**Текст:**
——

Из западных писателей довольно привести свидетельства:

1) Монаха Адемара, как современника Владимирова, который говорит, что «чрез несколько дней (вслед за проповедниками римскими) пришел в Россию греческий епископ, обратил всю средину страны и ввел там обычай греков...»{416}

2) Самого папы Иннокентия III, который в 1207 г. писал ко всему русскому духовенству и мирянам: «Хотя вы доселе были удалены от сосцов вашей матери, как дети чуждые, но мы по врученной нам, недостойным, от Бога пастырской обязанности просвещать народ свой и движимые отеческими чувствами, не можем не заботиться о том, чтобы здравыми увещаниями и учениями соделать вас как члены, сообразными вашей главе, чтобы Ефрем обратился к Иуде и Самария — к Иерусалиму...»{417}

3) Польских летописцев и историков, которые, как соседи русским, могли получить о России более достоверные сведения. Все эти писатели совершенно согласно с русскими летописями излагают обстоятельство крещения нашего князя и народа, говорят с большею или меньшею подробностию о проповедниках разных вер, приходивших к Владимиру, о послах его для испытания вер на месте, о совещаниях его по возвращении послов и заключают, что Владимир принял веру из Греции. Вот, например, слова а) Длугоша: «Таким образом Владимир склонился на мнение придворных и принял крещение по обряду греческому»{418}; б) Кромера: «Итак, с того времени Русь упорно держится обрядов греческих»{419}; в) Стрыйковского: «Итак, с того времени, т. е. с 6497 года от сотворения мира, по счислению всех русских и греческих летописей, а от Христа с 989-го, что составит в нынешнем 1579 году, когда это пишется, 599 лет, все русские народы Белой и Чермной, восточной, северной и южной России пребывают твердо и непоколебимо в вере христианской по обрядам и обычаям греческим, в верховной зависимости от патриарха Константинопольского»{420}; г) Бельского: «Владимир был склоняем татарами к принятию их веры, но не хотел склониться; также и жидовской не хотел принять, и латинской также не захотел, а принял греческую»{421}; д) Сарницкого: «По отправлении послов для узнания, какая вера в мире основывается на самых лучших началах, он (Владимир) принял учение христианское и обряды и обычаи Церкви Константинопольской, в каковом исповедании и доселе русский народ стоит твердо»{422}.

——

**Строки из набора для разметки точками:**
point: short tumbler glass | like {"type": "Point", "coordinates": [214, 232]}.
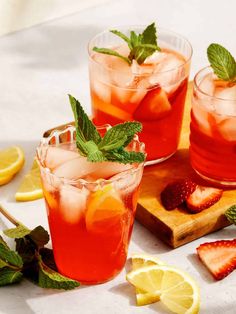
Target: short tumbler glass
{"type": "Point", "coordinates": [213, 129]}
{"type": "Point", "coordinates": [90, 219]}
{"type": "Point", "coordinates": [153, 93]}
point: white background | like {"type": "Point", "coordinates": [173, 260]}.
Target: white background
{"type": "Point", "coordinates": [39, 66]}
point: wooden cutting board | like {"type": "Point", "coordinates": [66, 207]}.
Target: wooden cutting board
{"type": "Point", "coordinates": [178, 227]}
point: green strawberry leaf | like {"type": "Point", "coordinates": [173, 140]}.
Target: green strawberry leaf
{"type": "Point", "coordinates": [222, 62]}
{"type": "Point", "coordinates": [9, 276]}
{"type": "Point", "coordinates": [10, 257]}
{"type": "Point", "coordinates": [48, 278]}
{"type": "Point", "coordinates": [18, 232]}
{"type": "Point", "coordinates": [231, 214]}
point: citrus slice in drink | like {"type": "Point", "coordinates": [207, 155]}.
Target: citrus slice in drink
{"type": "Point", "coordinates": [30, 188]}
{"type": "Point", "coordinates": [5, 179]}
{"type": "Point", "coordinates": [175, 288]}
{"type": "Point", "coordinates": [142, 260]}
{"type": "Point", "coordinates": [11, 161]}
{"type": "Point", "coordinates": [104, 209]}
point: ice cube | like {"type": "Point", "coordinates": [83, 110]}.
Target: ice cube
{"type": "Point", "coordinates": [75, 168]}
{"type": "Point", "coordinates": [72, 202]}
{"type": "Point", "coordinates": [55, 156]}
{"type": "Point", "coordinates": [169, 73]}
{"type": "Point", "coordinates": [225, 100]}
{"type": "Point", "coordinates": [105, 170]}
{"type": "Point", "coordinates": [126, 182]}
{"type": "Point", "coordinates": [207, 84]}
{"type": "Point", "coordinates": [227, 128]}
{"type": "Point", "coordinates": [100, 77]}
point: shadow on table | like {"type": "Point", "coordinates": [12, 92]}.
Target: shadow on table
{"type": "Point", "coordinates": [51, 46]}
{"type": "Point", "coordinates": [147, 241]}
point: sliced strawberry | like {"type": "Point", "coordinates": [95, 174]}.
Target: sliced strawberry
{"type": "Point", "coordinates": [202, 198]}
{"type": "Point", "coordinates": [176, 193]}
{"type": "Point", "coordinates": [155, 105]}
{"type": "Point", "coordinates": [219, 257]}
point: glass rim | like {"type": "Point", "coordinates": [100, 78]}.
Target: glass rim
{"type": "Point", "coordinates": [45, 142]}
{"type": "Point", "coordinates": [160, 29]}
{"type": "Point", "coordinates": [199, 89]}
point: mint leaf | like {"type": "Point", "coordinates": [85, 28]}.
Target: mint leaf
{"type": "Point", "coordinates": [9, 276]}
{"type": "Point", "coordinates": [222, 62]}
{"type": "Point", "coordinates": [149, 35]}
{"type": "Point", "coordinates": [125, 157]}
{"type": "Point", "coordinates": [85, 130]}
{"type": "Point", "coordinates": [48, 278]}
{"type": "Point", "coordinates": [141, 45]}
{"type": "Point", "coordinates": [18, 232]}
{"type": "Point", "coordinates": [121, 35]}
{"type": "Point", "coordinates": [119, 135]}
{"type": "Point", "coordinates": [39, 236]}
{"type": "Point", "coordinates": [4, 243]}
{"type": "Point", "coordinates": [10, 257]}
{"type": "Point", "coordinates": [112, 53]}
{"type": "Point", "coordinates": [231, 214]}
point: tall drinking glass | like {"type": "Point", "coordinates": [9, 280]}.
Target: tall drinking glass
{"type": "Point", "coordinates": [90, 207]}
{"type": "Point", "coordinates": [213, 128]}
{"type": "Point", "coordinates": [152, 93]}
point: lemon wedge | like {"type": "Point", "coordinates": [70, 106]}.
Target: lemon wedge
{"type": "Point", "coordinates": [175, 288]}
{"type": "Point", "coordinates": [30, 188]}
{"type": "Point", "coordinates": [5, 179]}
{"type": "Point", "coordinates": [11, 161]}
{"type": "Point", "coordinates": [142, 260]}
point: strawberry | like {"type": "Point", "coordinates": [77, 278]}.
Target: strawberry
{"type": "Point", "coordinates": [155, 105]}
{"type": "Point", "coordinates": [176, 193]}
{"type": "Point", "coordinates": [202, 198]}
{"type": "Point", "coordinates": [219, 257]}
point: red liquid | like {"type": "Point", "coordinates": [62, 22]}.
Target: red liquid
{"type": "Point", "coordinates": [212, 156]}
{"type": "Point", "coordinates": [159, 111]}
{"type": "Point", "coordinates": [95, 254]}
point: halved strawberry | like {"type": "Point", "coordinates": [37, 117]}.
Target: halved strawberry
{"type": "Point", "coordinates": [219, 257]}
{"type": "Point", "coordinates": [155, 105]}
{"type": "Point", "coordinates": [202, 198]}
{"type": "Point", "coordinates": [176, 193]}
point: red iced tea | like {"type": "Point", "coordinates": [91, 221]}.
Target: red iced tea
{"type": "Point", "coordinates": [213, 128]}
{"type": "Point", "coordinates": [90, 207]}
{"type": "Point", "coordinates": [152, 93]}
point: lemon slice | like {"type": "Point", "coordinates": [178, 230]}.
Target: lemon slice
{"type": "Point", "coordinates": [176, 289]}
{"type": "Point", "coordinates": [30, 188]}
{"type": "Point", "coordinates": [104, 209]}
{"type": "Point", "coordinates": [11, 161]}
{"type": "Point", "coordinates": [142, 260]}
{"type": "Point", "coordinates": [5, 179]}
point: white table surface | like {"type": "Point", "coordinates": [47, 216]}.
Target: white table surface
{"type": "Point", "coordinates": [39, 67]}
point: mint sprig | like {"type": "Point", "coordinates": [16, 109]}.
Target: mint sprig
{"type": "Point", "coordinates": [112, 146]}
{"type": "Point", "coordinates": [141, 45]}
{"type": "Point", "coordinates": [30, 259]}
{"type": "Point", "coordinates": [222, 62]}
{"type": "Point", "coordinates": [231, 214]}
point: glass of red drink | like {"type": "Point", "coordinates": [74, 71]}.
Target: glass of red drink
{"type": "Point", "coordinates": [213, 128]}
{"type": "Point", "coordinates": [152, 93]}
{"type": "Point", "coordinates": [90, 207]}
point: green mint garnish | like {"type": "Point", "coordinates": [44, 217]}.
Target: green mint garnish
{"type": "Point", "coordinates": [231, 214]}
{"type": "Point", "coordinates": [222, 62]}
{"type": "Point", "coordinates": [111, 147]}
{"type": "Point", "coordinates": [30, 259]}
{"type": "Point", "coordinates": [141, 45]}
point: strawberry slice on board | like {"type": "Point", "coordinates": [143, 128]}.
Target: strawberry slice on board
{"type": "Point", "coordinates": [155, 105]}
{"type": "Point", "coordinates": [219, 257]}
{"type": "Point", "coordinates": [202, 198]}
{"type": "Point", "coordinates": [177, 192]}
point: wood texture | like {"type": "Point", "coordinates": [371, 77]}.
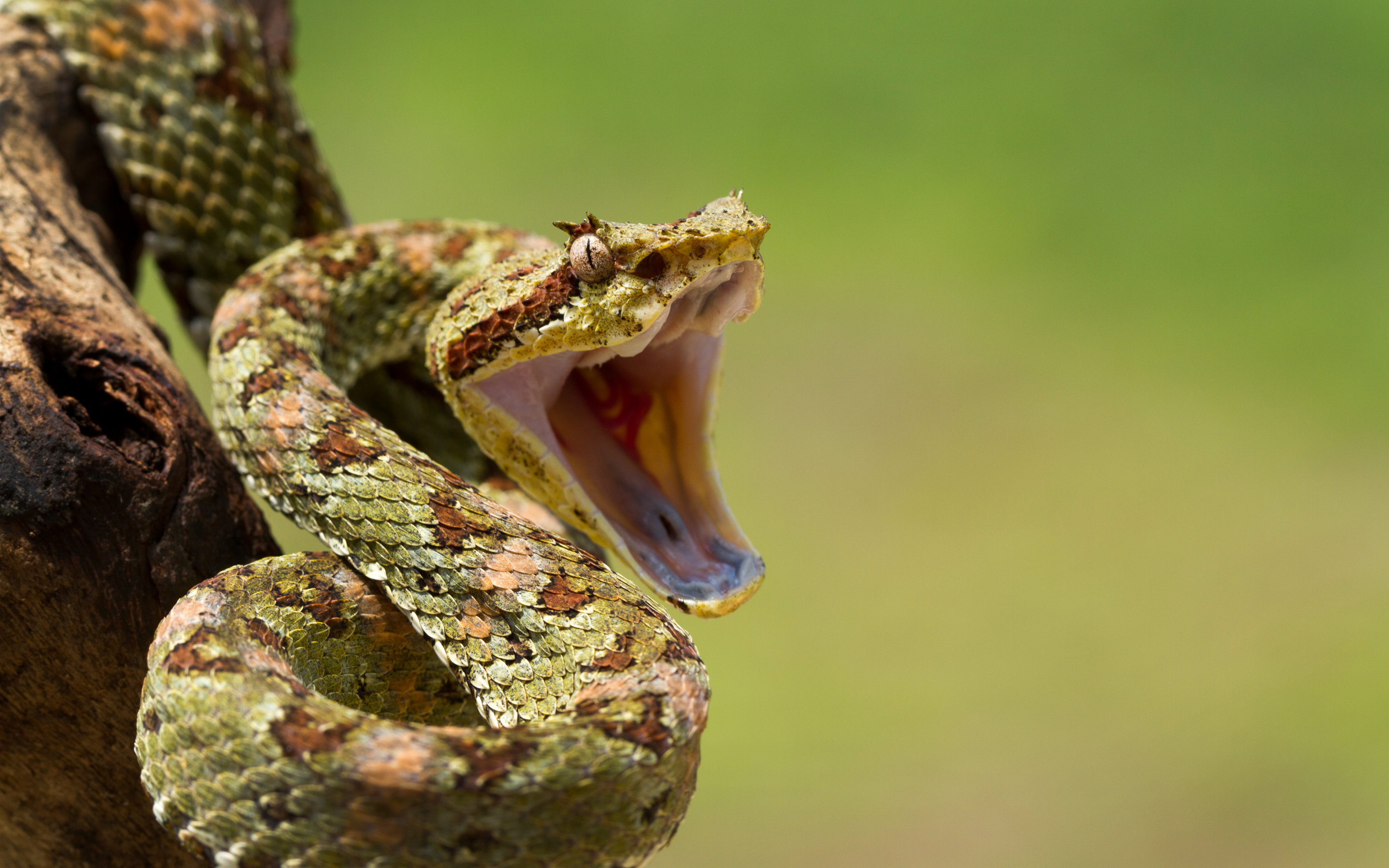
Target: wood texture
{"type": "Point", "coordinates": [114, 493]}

——

**Задание:**
В каком году, согласно тексту, папа Иннокентий III написал всему русскому духовенству и мирянам? Эти строки для работы не понадобятся.

**Ответ:**
В 1207 году.